(EXTRACTED ENTRIES)
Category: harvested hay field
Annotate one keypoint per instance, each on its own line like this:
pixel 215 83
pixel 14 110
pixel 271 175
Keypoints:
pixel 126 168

(DO THIS)
Can you copy all of the lines above, unchanged and in their original order?

(SOLUTION TO THIS PROBLEM)
Category: harvested hay field
Annotate one keypoint per instance, each on its own line like this:
pixel 215 83
pixel 14 110
pixel 271 175
Keypoints:
pixel 126 168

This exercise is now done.